Saved entries
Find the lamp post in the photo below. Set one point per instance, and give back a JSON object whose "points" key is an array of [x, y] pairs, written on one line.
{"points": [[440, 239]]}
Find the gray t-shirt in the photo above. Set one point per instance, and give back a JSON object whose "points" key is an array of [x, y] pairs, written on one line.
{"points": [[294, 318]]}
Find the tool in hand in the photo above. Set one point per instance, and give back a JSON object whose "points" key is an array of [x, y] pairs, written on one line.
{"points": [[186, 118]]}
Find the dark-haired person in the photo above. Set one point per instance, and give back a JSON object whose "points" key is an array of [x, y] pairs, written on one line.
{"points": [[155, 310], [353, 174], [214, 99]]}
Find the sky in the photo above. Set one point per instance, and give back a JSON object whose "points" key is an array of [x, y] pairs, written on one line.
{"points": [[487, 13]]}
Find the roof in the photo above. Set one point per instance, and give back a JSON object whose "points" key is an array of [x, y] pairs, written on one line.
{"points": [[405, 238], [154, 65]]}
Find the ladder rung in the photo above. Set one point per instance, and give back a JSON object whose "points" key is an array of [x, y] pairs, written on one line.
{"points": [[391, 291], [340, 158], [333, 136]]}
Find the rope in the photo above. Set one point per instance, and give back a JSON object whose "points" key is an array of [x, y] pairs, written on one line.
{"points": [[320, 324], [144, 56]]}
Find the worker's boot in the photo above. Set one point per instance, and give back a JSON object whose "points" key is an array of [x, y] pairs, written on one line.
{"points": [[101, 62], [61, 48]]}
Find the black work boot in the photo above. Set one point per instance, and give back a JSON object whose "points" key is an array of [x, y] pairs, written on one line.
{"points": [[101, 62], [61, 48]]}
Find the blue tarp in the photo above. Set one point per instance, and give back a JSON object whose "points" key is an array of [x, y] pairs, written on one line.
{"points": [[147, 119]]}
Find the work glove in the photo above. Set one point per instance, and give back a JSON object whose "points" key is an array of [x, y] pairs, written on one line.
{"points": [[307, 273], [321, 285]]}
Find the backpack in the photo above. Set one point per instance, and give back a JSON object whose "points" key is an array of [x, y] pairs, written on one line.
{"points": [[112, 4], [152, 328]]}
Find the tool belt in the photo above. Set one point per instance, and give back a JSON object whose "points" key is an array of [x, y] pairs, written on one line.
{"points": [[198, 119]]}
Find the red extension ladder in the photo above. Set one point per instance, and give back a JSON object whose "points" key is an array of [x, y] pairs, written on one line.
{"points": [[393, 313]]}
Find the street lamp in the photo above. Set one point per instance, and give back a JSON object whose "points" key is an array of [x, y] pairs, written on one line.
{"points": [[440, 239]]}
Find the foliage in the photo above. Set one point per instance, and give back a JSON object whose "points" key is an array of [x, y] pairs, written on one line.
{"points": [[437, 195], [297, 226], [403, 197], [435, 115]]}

Task requirements
Copy the records exactly, keeping every word in place.

Expected answer
Find the lamp post in the photo below. Set one point per instance, and give back a JSON object whose "points" key is an array of [x, y] pairs, written on one line.
{"points": [[440, 239]]}
Find the gray t-shirt in the photo above. Set one point per instance, and give back a JSON object whose "points" key is an array of [x, y] pairs, written on one line.
{"points": [[294, 318]]}
Find the tool in hand in the photo above. Set one point per instance, and give back a JSON object whose "points" key is an array of [x, y] pairs, written on one line.
{"points": [[186, 118]]}
Find the dark-haired person in the photo above. Set one point per instance, and give back a JSON object whose "points" key is an array of [x, y] pairs, written on one line.
{"points": [[155, 310], [353, 174], [214, 99]]}
Find the sky in the photo above. Set one point per instance, and give back a JSON object whose "points" key is an array of [x, y] pairs, written on one line.
{"points": [[487, 13]]}
Find the roof in the photo above. Set one point per instance, and give back a JSON object whose "points" key is an array of [x, y] pairs, written on one line.
{"points": [[405, 238], [154, 65]]}
Find the ladder rung in the photo above. Set one point per instance, and give back a JSON object whose "points" key is an array of [x, y] pairs, written on one line.
{"points": [[391, 291], [340, 158], [333, 136]]}
Find the rope in the photo above. Set one point per instance, and give back a JSON object whose "points" key is an array of [x, y] pairs, written on one line.
{"points": [[320, 324], [144, 56]]}
Find the worker's boot in the photo above. Set one point per instance, and give back a JSON object whose "points" key is an array of [x, y] pairs, written on one line.
{"points": [[101, 62], [61, 48]]}
Find the black work boot in the photo above. Set one point per instance, and give back a JSON object whose "points" key is an array of [x, y] pairs, written on one line.
{"points": [[101, 62], [61, 48]]}
Find the blue tarp in the photo above. Set one point per instance, and give back a JSON object whose "points" key is an array of [x, y] pairs, written on one line.
{"points": [[147, 119]]}
Find the work glove in the photo above. Set one point per instance, and give back a JSON object whose "points" key is an array of [x, y] pairs, written on one line.
{"points": [[307, 273], [321, 285]]}
Find the backpack in the photo above. Set one point per instance, and give back a JSON object whose "points" key is an array of [x, y] pairs, written on one line.
{"points": [[112, 4], [152, 328]]}
Find the tool belt in the photo above. Set one point per instance, and give back a JSON object whose "points" key is an array of [x, y] pairs, written on one line.
{"points": [[198, 119]]}
Find the red extension ladder in the photo above. Set one point per instance, and give back a JSON object whose "points" key is an array of [x, y] pairs, written on one line.
{"points": [[393, 313]]}
Find the street lamp in the photo above. Set one point per instance, and give back a JSON object whose "points" key is an array of [x, y] pairs, written on one line.
{"points": [[440, 239]]}
Find the foliage in the photo above. Set one point per instance, and give back a JSON object whose "points" key is an array of [x, y] pairs, written on one line.
{"points": [[437, 195], [297, 226], [403, 197], [435, 115]]}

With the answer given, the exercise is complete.